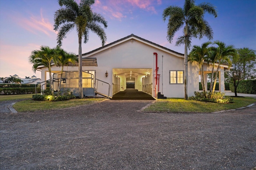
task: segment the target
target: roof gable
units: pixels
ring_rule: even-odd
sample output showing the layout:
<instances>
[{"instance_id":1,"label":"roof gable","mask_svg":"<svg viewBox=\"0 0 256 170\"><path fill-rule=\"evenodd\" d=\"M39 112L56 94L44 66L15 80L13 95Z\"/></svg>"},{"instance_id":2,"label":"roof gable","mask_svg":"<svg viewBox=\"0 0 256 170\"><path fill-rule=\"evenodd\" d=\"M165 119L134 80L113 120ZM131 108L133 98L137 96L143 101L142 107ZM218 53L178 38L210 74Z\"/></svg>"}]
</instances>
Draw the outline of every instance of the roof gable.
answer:
<instances>
[{"instance_id":1,"label":"roof gable","mask_svg":"<svg viewBox=\"0 0 256 170\"><path fill-rule=\"evenodd\" d=\"M83 54L82 54L82 56L83 56L84 57L89 57L92 55L93 55L94 54L95 54L100 52L102 51L103 51L105 50L112 47L116 46L118 44L120 44L126 41L129 41L130 40L132 40L132 39L134 39L137 41L138 41L142 43L147 44L152 47L153 47L155 48L156 48L157 49L160 49L161 50L165 51L168 53L172 53L174 55L177 56L177 57L183 57L184 56L184 54L182 54L182 53L177 52L176 51L174 51L173 50L172 50L167 48L161 45L157 44L154 43L153 43L148 40L147 40L146 39L141 38L139 37L138 37L136 35L134 35L133 34L132 34L130 35L128 35L127 37L124 37L120 39L114 41L108 44L107 44L106 45L104 45L104 46L101 47L97 49L92 50L92 51Z\"/></svg>"}]
</instances>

★ ★ ★ ★ ★

Give the entries again without a single change, but with no pictures.

Complete response |
task: segment the target
target: roof gable
units: pixels
ring_rule: even-odd
sample output showing the layout:
<instances>
[{"instance_id":1,"label":"roof gable","mask_svg":"<svg viewBox=\"0 0 256 170\"><path fill-rule=\"evenodd\" d=\"M39 112L56 94L44 66L15 80L13 95Z\"/></svg>"},{"instance_id":2,"label":"roof gable","mask_svg":"<svg viewBox=\"0 0 256 170\"><path fill-rule=\"evenodd\" d=\"M165 119L134 80L113 120ZM131 108L133 98L137 96L143 101L142 107ZM218 53L178 38L210 74Z\"/></svg>"}]
</instances>
Draw the outline of every instance of the roof gable.
answer:
<instances>
[{"instance_id":1,"label":"roof gable","mask_svg":"<svg viewBox=\"0 0 256 170\"><path fill-rule=\"evenodd\" d=\"M83 54L82 54L82 56L83 56L84 57L89 57L92 55L93 55L94 54L95 54L100 52L102 51L103 51L105 50L112 47L116 46L118 44L120 44L126 41L129 41L130 40L132 40L132 39L134 39L137 41L138 41L142 43L147 44L152 47L153 47L155 48L156 48L157 49L160 49L161 50L165 51L168 53L172 53L174 55L177 56L177 57L183 57L184 56L184 54L182 54L182 53L177 52L176 51L174 51L173 50L172 50L167 48L161 45L157 44L154 43L153 43L148 40L147 40L146 39L141 38L139 37L138 37L136 35L134 35L133 34L132 34L130 35L128 35L127 37L124 37L120 39L114 41L108 44L107 44L106 45L104 45L104 46L101 47L97 49L92 50L92 51Z\"/></svg>"}]
</instances>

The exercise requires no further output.